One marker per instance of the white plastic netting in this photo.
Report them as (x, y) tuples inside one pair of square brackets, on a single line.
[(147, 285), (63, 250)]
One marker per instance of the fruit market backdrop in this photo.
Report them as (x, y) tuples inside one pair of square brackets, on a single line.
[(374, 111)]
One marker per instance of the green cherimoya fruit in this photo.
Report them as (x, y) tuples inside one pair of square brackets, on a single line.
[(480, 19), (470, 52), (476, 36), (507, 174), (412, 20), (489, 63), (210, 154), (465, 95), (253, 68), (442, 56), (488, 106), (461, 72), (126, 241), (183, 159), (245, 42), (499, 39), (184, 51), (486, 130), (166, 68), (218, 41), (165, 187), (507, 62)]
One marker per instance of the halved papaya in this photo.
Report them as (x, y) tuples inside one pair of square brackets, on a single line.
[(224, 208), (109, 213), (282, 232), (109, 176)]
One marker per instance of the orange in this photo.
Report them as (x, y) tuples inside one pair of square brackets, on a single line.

* * *

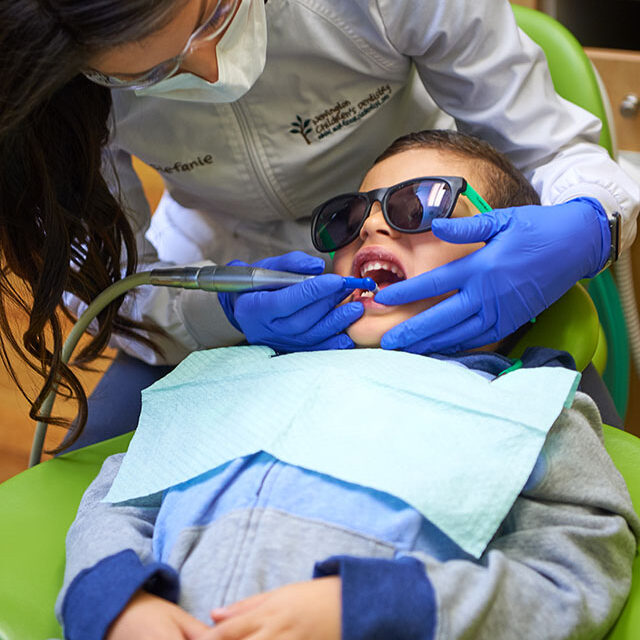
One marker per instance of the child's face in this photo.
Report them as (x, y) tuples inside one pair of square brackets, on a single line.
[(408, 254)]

DIRECTION: Set down again, word for word, the lines above starting at the one containing "One marker per instance of the white" and ending at the one containing "[(147, 285), (63, 250)]", both included.

ANSWER TO THIS PROBLEM:
One marker per instance of the white plastic netting in this photo.
Report them as (x, y) tuples inside one pair of square brackets, on a single line.
[(147, 285), (63, 250)]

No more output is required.